Format every line of the rows below as a two-column Markdown table, with "No." holding a running number and "Line" holding the text of that line. Leave out blank lines.
----------
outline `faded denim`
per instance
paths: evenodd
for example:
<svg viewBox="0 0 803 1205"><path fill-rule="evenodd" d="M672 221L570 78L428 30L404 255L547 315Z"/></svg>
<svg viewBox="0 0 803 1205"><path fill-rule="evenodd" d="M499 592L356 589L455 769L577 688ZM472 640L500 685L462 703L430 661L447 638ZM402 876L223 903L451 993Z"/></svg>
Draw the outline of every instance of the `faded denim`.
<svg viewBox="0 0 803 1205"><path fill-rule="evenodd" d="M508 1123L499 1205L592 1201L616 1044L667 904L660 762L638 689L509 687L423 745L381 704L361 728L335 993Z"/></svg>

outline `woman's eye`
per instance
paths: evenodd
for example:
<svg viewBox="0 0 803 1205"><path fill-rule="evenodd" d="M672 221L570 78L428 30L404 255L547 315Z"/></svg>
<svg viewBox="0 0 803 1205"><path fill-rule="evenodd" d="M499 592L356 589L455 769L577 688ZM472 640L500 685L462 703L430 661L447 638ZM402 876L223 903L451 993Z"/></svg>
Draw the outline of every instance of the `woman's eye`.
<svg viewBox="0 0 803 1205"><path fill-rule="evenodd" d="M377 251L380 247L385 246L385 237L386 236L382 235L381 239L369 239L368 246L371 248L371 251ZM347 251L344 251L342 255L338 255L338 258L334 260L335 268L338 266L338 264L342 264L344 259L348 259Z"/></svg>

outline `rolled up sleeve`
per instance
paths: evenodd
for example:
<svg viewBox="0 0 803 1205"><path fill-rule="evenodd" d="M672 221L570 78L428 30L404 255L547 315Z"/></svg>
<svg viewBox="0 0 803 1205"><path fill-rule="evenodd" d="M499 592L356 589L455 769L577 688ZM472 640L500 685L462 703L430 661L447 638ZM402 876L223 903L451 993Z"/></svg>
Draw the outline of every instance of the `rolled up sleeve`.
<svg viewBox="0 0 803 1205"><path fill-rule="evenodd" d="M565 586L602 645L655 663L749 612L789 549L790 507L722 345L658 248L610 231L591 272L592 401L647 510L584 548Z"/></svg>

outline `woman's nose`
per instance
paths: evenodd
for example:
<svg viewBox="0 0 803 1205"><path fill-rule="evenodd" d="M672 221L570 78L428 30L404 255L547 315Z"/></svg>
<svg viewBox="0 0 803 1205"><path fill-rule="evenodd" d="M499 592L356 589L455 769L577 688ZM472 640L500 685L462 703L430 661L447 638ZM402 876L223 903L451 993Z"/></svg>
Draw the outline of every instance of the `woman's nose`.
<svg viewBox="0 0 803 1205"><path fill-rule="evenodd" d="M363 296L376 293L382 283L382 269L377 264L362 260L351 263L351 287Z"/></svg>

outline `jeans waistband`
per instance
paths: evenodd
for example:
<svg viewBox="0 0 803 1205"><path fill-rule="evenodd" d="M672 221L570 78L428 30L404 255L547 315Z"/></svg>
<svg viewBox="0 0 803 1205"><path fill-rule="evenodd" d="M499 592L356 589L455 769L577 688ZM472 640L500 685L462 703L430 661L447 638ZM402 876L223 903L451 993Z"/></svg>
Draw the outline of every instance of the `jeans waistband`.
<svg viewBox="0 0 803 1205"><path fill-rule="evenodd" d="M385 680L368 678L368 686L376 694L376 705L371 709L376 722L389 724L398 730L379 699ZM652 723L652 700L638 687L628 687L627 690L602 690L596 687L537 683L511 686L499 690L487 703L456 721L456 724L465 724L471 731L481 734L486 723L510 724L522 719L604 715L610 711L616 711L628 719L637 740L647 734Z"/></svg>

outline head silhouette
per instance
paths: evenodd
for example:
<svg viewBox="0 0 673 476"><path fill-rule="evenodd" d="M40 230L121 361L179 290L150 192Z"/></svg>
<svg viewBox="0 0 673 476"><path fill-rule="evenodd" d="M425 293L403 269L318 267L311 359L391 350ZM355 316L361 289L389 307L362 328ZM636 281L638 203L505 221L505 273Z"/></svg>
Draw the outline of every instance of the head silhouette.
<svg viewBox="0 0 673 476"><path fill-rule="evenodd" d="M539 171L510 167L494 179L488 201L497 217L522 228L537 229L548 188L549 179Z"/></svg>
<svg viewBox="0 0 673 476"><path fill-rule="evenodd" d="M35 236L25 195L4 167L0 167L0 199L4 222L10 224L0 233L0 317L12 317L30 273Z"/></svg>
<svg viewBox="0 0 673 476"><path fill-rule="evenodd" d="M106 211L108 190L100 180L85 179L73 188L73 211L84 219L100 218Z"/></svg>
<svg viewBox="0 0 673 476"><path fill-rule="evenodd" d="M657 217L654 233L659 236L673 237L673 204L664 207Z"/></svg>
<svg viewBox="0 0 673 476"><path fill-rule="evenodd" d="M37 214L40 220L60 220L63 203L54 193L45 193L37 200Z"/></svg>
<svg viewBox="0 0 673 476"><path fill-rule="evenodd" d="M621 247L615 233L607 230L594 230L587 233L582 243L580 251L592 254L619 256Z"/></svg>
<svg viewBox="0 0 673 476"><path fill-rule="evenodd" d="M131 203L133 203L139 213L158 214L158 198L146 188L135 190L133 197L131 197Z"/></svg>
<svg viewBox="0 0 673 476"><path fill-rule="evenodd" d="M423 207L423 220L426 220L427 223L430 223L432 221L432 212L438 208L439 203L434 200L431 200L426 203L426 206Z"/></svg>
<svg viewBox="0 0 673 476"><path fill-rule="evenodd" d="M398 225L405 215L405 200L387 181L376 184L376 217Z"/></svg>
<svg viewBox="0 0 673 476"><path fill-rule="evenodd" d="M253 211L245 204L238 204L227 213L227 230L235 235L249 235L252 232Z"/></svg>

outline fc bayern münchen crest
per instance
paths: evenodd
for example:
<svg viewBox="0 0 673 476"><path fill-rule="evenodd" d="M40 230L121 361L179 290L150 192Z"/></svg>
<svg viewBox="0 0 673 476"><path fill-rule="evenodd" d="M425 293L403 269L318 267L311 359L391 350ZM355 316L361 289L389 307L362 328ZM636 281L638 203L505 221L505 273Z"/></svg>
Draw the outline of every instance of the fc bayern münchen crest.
----------
OUTPUT OF THE EXERCISE:
| No. | Line |
|---|---|
| 1 | outline `faded denim` |
| 2 | per instance |
| 3 | paths: evenodd |
| 4 | for example: |
| 5 | <svg viewBox="0 0 803 1205"><path fill-rule="evenodd" d="M672 221L570 78L428 30L404 255L547 315Z"/></svg> |
| 6 | <svg viewBox="0 0 803 1205"><path fill-rule="evenodd" d="M499 592L356 589L455 769L577 688ZM472 640L500 685L462 703L430 661L447 638ZM402 876L223 903L451 993Z"/></svg> |
| 7 | Draw the outline of every instance of the `faded denim`. |
| 8 | <svg viewBox="0 0 803 1205"><path fill-rule="evenodd" d="M508 1123L499 1205L592 1201L616 1044L667 904L660 762L638 689L509 687L423 745L381 704L361 728L335 993Z"/></svg> |
| 9 | outline `woman's eye` |
| 10 | per instance |
| 11 | paths: evenodd |
| 12 | for example: |
| 13 | <svg viewBox="0 0 803 1205"><path fill-rule="evenodd" d="M672 221L570 78L428 30L404 255L547 315Z"/></svg> |
| 14 | <svg viewBox="0 0 803 1205"><path fill-rule="evenodd" d="M499 592L356 589L455 769L577 688ZM472 640L500 685L462 703L430 661L447 638ZM402 876L223 903L451 993Z"/></svg> |
| 15 | Draw the outline of every instance of the `woman's eye`. |
| 16 | <svg viewBox="0 0 803 1205"><path fill-rule="evenodd" d="M377 251L380 247L385 246L385 237L386 236L382 235L381 239L369 239L368 246L371 248L371 251ZM347 251L344 251L342 255L338 255L338 258L334 260L335 268L338 266L338 264L342 264L344 259L348 259Z"/></svg> |
| 17 | outline `rolled up sleeve` |
| 18 | per instance |
| 19 | paths: evenodd |
| 20 | for example: |
| 21 | <svg viewBox="0 0 803 1205"><path fill-rule="evenodd" d="M672 221L570 78L428 30L404 255L547 315Z"/></svg> |
| 22 | <svg viewBox="0 0 803 1205"><path fill-rule="evenodd" d="M499 592L356 589L455 769L577 688ZM472 640L500 685L462 703L430 661L447 638ZM402 876L223 903L451 993Z"/></svg> |
| 23 | Draw the outline of every instance of the `rolled up sleeve`. |
| 24 | <svg viewBox="0 0 803 1205"><path fill-rule="evenodd" d="M565 586L602 645L655 663L749 612L789 549L790 507L722 345L658 248L610 231L591 272L592 401L647 510L584 548Z"/></svg> |
| 25 | outline `woman's nose` |
| 26 | per instance |
| 27 | paths: evenodd |
| 28 | for example: |
| 29 | <svg viewBox="0 0 803 1205"><path fill-rule="evenodd" d="M672 221L570 78L428 30L404 255L547 315Z"/></svg> |
| 30 | <svg viewBox="0 0 803 1205"><path fill-rule="evenodd" d="M499 592L356 589L455 769L577 688ZM472 640L500 685L462 703L430 661L447 638ZM402 876L223 903L451 993Z"/></svg> |
| 31 | Draw the outline of every instance of the `woman's nose`. |
| 32 | <svg viewBox="0 0 803 1205"><path fill-rule="evenodd" d="M363 296L376 293L382 283L382 269L377 264L362 260L351 263L351 287Z"/></svg> |
| 33 | outline `jeans waistband` |
| 34 | per instance |
| 35 | paths: evenodd |
| 36 | for example: |
| 37 | <svg viewBox="0 0 803 1205"><path fill-rule="evenodd" d="M672 221L570 78L428 30L404 255L547 315Z"/></svg> |
| 38 | <svg viewBox="0 0 803 1205"><path fill-rule="evenodd" d="M499 592L356 589L455 769L577 688ZM472 640L500 685L462 703L430 661L447 638ZM402 876L223 903L451 993Z"/></svg> |
| 39 | Draw the outline of every instance of the `jeans waistband`. |
| 40 | <svg viewBox="0 0 803 1205"><path fill-rule="evenodd" d="M385 680L368 678L368 686L376 694L376 705L371 709L376 722L389 724L398 730L379 699ZM652 723L652 700L638 687L628 687L627 690L602 690L596 687L537 683L511 686L499 690L487 703L456 721L456 724L465 724L471 731L481 734L486 723L510 724L522 719L604 715L610 711L616 711L628 719L637 740L647 734Z"/></svg> |
| 41 | outline head silhouette |
| 42 | per instance |
| 43 | paths: evenodd |
| 44 | for example: |
| 45 | <svg viewBox="0 0 673 476"><path fill-rule="evenodd" d="M40 230L121 361L179 290L150 192Z"/></svg> |
| 46 | <svg viewBox="0 0 673 476"><path fill-rule="evenodd" d="M425 293L403 269L318 267L311 359L391 350ZM355 316L361 289L389 307L362 328ZM636 281L638 203L505 221L505 273Z"/></svg> |
| 47 | Draw the outline of every instance of the head silhouette. |
| 48 | <svg viewBox="0 0 673 476"><path fill-rule="evenodd" d="M539 171L510 167L494 179L488 201L497 217L522 228L537 229L548 188L549 179Z"/></svg> |
| 49 | <svg viewBox="0 0 673 476"><path fill-rule="evenodd" d="M35 236L25 195L4 167L0 167L0 199L4 222L10 224L0 233L0 317L12 317L30 273Z"/></svg> |
| 50 | <svg viewBox="0 0 673 476"><path fill-rule="evenodd" d="M106 211L108 190L100 180L85 179L73 188L73 211L84 219L100 218Z"/></svg> |
| 51 | <svg viewBox="0 0 673 476"><path fill-rule="evenodd" d="M657 217L654 233L659 236L673 237L673 204L664 207Z"/></svg> |
| 52 | <svg viewBox="0 0 673 476"><path fill-rule="evenodd" d="M37 214L40 220L60 220L63 203L54 193L45 193L37 200Z"/></svg> |
| 53 | <svg viewBox="0 0 673 476"><path fill-rule="evenodd" d="M621 247L615 233L607 230L594 230L587 233L582 243L580 251L592 254L619 256Z"/></svg> |
| 54 | <svg viewBox="0 0 673 476"><path fill-rule="evenodd" d="M131 203L133 203L139 213L158 214L158 198L146 188L135 190L133 197L131 197Z"/></svg> |
| 55 | <svg viewBox="0 0 673 476"><path fill-rule="evenodd" d="M423 207L423 220L426 220L427 223L430 223L432 221L432 212L438 208L439 203L434 200L431 200L426 203L426 206Z"/></svg> |
| 56 | <svg viewBox="0 0 673 476"><path fill-rule="evenodd" d="M398 225L405 215L405 200L387 181L376 184L376 217Z"/></svg> |
| 57 | <svg viewBox="0 0 673 476"><path fill-rule="evenodd" d="M253 211L245 204L238 204L227 213L227 230L235 235L249 235L252 232Z"/></svg> |
| 58 | outline fc bayern münchen crest |
| 59 | per instance |
| 60 | paths: evenodd |
| 61 | for example: |
| 62 | <svg viewBox="0 0 673 476"><path fill-rule="evenodd" d="M40 230L121 361L179 290L150 192Z"/></svg> |
| 63 | <svg viewBox="0 0 673 476"><path fill-rule="evenodd" d="M425 293L403 269L318 267L311 359L391 350ZM355 316L361 289L389 307L362 328ZM636 281L638 203L505 221L505 273Z"/></svg> |
| 64 | Draw the outline of every instance of the fc bayern münchen crest. |